Goal -
Format the items below as a JSON list of strings, one string per line, leaving out any blank lines.

<<<<

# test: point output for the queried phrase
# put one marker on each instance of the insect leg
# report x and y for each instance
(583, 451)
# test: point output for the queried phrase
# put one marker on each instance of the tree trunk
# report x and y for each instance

>>>>

Solved exercise -
[
  "# test: point output for the queried phrase",
  "# put one marker on each instance of the insect leg",
  "# report x and y for each instance",
  "(583, 451)",
  "# test: point output for the queried phrase",
  "# put one marker on each instance of the tree trunk",
  "# report x and y for each instance"
]